* OBJECTIVE:
Scale the records below, starting at the line containing "the fireplace mantel" and ending at the last line of the records, with both ends included. Copy every line in that span, but multiply each coordinate in the answers by 1.55 and round it to a whole number, with halves rounded up.

[Lines of data]
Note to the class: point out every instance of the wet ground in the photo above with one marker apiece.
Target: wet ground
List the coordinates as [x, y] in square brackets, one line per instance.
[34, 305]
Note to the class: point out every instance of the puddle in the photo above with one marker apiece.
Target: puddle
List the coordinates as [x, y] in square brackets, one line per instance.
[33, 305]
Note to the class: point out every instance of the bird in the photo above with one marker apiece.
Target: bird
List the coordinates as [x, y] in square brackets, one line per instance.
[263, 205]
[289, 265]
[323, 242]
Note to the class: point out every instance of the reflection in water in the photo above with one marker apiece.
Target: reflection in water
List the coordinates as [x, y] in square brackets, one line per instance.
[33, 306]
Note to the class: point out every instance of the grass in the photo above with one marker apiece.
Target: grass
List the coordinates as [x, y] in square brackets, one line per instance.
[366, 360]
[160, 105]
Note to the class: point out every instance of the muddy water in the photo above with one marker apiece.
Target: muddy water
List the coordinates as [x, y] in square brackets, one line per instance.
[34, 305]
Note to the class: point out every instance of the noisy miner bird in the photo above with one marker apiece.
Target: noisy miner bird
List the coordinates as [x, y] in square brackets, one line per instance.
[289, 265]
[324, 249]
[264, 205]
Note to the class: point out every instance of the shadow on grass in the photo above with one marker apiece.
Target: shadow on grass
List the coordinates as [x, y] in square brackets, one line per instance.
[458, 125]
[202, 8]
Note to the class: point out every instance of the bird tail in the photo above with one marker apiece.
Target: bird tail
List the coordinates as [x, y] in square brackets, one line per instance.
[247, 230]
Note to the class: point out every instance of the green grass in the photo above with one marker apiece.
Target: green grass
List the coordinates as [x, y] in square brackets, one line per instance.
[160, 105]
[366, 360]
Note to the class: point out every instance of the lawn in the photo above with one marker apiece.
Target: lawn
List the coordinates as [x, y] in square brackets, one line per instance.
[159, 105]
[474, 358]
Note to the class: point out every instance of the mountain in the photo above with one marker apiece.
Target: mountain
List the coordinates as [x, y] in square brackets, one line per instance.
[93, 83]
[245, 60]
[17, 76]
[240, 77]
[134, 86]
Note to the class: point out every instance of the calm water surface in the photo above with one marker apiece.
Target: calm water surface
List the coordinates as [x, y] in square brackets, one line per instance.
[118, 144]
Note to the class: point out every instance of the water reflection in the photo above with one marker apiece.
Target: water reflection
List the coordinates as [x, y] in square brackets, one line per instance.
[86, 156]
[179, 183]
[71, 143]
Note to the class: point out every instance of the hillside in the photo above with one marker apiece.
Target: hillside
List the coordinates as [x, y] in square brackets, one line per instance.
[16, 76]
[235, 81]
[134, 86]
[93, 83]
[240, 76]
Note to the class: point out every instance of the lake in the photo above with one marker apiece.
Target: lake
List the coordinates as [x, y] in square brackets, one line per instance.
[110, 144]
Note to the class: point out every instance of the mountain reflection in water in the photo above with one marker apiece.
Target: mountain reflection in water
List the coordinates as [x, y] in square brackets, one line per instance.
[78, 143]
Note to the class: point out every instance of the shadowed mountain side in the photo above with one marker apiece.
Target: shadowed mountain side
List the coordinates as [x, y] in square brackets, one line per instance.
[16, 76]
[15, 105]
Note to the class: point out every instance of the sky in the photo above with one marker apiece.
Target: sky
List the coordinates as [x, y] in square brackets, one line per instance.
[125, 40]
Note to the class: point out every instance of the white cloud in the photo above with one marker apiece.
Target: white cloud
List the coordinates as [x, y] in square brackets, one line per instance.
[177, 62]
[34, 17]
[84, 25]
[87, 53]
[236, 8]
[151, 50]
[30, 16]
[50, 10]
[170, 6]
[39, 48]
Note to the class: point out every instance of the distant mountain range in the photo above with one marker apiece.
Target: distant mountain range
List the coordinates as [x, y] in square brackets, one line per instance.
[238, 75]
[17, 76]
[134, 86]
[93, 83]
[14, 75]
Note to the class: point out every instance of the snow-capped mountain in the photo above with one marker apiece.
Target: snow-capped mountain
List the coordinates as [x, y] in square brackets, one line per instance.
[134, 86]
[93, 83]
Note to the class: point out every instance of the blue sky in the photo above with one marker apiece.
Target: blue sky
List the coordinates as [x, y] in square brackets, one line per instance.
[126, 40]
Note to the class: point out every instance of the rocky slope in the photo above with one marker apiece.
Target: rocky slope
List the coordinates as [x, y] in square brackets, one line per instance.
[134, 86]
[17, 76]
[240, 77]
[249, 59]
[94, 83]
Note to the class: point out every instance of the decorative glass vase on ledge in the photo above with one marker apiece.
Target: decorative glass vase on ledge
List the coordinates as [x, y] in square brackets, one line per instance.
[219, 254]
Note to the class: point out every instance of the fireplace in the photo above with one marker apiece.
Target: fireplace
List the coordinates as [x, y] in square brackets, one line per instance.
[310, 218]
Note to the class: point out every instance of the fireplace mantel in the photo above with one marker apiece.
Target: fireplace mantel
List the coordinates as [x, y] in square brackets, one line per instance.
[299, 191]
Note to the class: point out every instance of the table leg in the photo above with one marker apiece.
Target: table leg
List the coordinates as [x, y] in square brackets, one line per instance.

* SOLUTION TO THIS EXERCISE:
Note to the class: point out every instance of the fireplace mantel in the photo above with one marker apiece.
Target: fireplace mantel
List the coordinates as [x, y] in square brackets, one line per instance.
[463, 296]
Note to the class: point out every instance of the table leg in the photo above with one marker apiece.
Target: table leg
List the coordinates as [x, y] in square brackets, one line per instance.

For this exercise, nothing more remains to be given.